▶ About this exercise
Copy out the data below. Leave nothing out and alter nothing.

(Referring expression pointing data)

__________________________________________________

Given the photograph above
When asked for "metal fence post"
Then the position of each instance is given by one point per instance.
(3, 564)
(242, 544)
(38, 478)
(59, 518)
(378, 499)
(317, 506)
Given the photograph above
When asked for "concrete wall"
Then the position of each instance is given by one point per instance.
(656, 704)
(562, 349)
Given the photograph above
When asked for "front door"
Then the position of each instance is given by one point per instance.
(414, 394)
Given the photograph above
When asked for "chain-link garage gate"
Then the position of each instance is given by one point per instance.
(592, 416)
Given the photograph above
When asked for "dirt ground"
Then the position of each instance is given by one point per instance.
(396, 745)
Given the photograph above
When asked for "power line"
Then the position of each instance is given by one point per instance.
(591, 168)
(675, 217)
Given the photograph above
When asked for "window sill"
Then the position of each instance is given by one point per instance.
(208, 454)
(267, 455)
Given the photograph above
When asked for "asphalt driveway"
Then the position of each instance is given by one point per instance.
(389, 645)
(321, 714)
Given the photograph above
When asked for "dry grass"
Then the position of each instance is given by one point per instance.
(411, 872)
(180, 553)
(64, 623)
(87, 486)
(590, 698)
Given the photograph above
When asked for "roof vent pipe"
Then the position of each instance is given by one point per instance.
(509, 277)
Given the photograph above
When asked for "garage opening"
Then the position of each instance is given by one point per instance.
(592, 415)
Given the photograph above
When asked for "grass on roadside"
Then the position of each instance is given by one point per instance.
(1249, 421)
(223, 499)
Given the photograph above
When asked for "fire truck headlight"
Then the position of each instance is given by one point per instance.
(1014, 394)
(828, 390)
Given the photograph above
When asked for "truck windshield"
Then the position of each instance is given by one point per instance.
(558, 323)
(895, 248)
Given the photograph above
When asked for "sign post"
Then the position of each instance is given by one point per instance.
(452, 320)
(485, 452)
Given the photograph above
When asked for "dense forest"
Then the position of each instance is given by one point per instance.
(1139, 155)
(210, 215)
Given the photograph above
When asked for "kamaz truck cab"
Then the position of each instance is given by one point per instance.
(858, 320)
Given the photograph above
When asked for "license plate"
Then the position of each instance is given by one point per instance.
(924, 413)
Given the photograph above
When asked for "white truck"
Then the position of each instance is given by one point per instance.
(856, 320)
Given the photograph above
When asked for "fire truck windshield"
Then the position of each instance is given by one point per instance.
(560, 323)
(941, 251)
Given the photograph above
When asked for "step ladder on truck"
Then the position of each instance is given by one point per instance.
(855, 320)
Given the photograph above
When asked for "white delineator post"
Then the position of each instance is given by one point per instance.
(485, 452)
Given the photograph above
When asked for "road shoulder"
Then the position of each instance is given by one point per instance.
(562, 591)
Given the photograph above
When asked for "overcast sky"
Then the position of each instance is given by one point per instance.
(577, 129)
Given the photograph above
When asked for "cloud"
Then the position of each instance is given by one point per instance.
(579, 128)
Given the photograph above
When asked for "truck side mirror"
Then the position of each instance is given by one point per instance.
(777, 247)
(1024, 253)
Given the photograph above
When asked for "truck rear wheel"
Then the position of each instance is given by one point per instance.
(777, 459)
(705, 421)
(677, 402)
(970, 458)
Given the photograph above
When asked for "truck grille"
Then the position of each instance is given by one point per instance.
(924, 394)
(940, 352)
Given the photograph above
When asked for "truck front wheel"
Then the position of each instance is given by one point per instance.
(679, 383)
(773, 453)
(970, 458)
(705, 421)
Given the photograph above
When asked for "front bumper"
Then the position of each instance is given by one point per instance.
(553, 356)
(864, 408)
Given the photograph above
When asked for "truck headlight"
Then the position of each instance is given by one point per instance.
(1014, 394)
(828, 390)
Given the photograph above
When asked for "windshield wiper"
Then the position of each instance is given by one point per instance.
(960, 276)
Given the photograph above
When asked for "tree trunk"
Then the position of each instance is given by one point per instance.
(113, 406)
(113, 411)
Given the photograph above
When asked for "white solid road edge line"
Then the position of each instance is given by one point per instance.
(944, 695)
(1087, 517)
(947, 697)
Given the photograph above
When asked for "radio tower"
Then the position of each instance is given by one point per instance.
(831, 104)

__________________________________________________

▶ Solution for this exercise
Given the photograph above
When asked for "metal fence post"
Then the position of each instance is given by one point per instance.
(3, 564)
(242, 544)
(38, 478)
(59, 518)
(378, 499)
(317, 506)
Given the photograph above
When asked for "concrete wall"
Then the position of each instance is given by one point per instance.
(656, 704)
(562, 349)
Given the photograph above
When asked for "front door"
Then the position of each instance is given by one point per instance.
(414, 394)
Given the photograph above
When asked for "chain-link garage gate"
Then the position of each instance is given by one point per instance.
(592, 416)
Given the photograph above
When asked for "dirt ground"
Then the position of each instance is given by one point per instance.
(396, 745)
Given the photograph above
When asked for "power line"
Then the position of each instance is given by one point per instance.
(591, 168)
(675, 217)
Given the photograph above
When asked for "window sill"
Then the position of each instance is given by one point per instance.
(208, 454)
(267, 455)
Given the photograph above
When asked for "asphalt driveway"
Then the position of each instance is given by one point per instance.
(389, 645)
(321, 714)
Given the photograph above
When asked for "dry grass"
Then the position of each instance is given by one point per instance.
(411, 872)
(180, 553)
(64, 623)
(87, 486)
(590, 698)
Given the photograph above
When asked for "roof vent pipe"
Then the position of each instance is given by one point per instance.
(509, 277)
Given the photograph above
When asked for "garage opening"
Then the position of each instance is given by one point per instance.
(592, 415)
Given the photograph above
When asked for "grass on roadside"
Then the position of each instance is given by one point per instance.
(1249, 421)
(223, 499)
Given the photograph above
When asked for "fire truck headlight"
Then the position of each instance is given by one point per instance.
(1014, 394)
(828, 390)
Given the photograph above
When asked for "truck windshield"
Then the position of each instance is given by one point per instance.
(558, 323)
(895, 248)
Given the photograph above
When asked for "sign post"
Then the position of each instance is given by one point per instance.
(452, 320)
(485, 452)
Given the photograph above
When asked for "dense forest"
Then the position of each instance is given by one point per instance.
(1139, 155)
(210, 215)
Given the photograph above
When asked for "kamaz truck cab"
Then the position of each instance is given by one point per instance.
(858, 320)
Given the photograph above
When asked for "license plate"
Then the position of each instance is given by one point per instance.
(924, 413)
Given the photograph above
When asked for "white truck"
Then the position of each instance is given by one point per instance.
(856, 320)
Given the photograph above
When asked for "fire truck windshield"
Then the position of each instance is given by one point per instance.
(560, 323)
(941, 251)
Given the photograph above
When asked for "step ladder on truck"
Then the position of each instance is given by one point per instance.
(855, 320)
Given the photograph above
When asked for "white delineator post"
Then the position of each instance is given by one point per instance.
(485, 452)
Given the photograph above
When asked for "road shoulder"
Then the position of each instance is given by one point per instance.
(562, 591)
Given the photograph above
When asked for "overcast sky"
Then the position of each instance is given by one point per instance.
(577, 129)
Given the photograph above
When asked for "cloud"
Then the position of each instance is given by one point per instance.
(579, 128)
Given the photograph above
When asked for "truck side mirror"
Then the position of each instance is given by one point per instance.
(777, 247)
(1024, 253)
Given the photograph above
When asked for "truck rear wheel"
Then the position of each instance is given by one point per instance.
(777, 459)
(705, 421)
(677, 402)
(970, 458)
Given the photograph above
When asked for "truck grille"
Then the position of each instance is given by one point per instance.
(924, 394)
(940, 352)
Given the photograph above
When asked for "truck front wheel"
Then the position of each instance is given by one point per instance.
(679, 383)
(773, 453)
(970, 458)
(705, 421)
Given the photograph above
When asked for "front bumper"
Then the position of each instance is given by one point per instance.
(553, 356)
(864, 408)
Given the photograph above
When asked for "truck headlight"
Then the position of each instance is given by one point per instance.
(1014, 394)
(828, 390)
Given the photograph above
When asked for "windshield wiper"
Then the position of each instance is given by one point per instance.
(960, 276)
Given the photograph above
When asked for "tree trunk"
Then the position of each instance is given by one point per instance.
(113, 406)
(113, 411)
Given the photograph above
When asked for "white solid road edge line"
Then the position of each instance is given by one point per instance.
(944, 695)
(1087, 517)
(947, 697)
Given the photograph above
When asked for "radio tower"
Then the position of each instance is given by one point per instance.
(831, 104)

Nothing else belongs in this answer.